#### Written exercise:
Update the records below by replacing "instance" with "occurrence" wherever it occurs and leaving everything else unchanged. Omit the pictures from your answer.

-- Data lines start --

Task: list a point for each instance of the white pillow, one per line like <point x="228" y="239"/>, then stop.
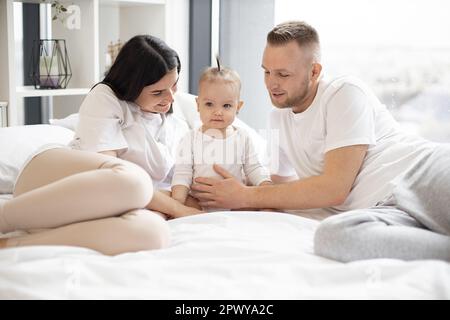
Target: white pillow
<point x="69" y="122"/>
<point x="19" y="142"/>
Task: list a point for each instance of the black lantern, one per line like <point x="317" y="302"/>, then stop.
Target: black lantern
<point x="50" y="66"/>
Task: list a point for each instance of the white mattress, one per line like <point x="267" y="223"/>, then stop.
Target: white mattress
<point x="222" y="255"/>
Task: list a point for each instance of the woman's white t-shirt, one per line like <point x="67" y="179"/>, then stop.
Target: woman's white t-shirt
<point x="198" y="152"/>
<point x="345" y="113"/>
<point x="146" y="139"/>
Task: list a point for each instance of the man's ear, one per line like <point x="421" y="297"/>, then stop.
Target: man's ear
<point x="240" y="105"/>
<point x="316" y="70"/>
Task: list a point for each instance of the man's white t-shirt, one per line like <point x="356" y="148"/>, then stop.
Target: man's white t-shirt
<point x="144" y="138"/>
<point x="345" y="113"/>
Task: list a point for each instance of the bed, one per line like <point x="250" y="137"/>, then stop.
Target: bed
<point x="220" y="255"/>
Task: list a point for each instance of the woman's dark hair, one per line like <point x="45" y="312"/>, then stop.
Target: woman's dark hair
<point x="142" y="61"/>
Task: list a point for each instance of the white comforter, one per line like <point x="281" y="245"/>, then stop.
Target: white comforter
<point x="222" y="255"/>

-- Data lines end --

#### Response for this exercise:
Task: list a point for each occurrence of the white pillow, one per line like <point x="228" y="239"/>, then stop.
Target: white pillow
<point x="69" y="122"/>
<point x="19" y="142"/>
Task: list a point for each occurrence of the black lantern, one per line like <point x="317" y="302"/>, then stop.
Target: black lantern
<point x="50" y="66"/>
Task: list a point for each occurrence of the white mattress, one per line like <point x="267" y="223"/>, then stop.
Target: white mattress
<point x="222" y="255"/>
Task: list a point for each occurrence of the woman's white t-shirt, one per line like <point x="67" y="179"/>, then stop.
Target: woman's white t-shirt
<point x="198" y="152"/>
<point x="345" y="113"/>
<point x="146" y="139"/>
Task: list a point for each occurrence of the man's ear, one per line like <point x="421" y="297"/>, then stop.
Target: man's ear
<point x="240" y="105"/>
<point x="316" y="70"/>
Task: list a point for each occurrence of the man's white t-shirt, one per line like <point x="356" y="148"/>, then stop.
Target: man's white t-shirt
<point x="144" y="138"/>
<point x="345" y="113"/>
Task: list a point for each occurrence of the bed, one per line like <point x="250" y="137"/>, then stop.
Target: bed
<point x="220" y="255"/>
Task: list a point for each occurrence of the woman's dark hair, one per line like <point x="45" y="312"/>, then stop.
Target: woman's dark hair
<point x="142" y="61"/>
Task: list a point for each occurrence of the white comforter, one per line like <point x="281" y="245"/>, then stop.
Target: white comforter
<point x="222" y="255"/>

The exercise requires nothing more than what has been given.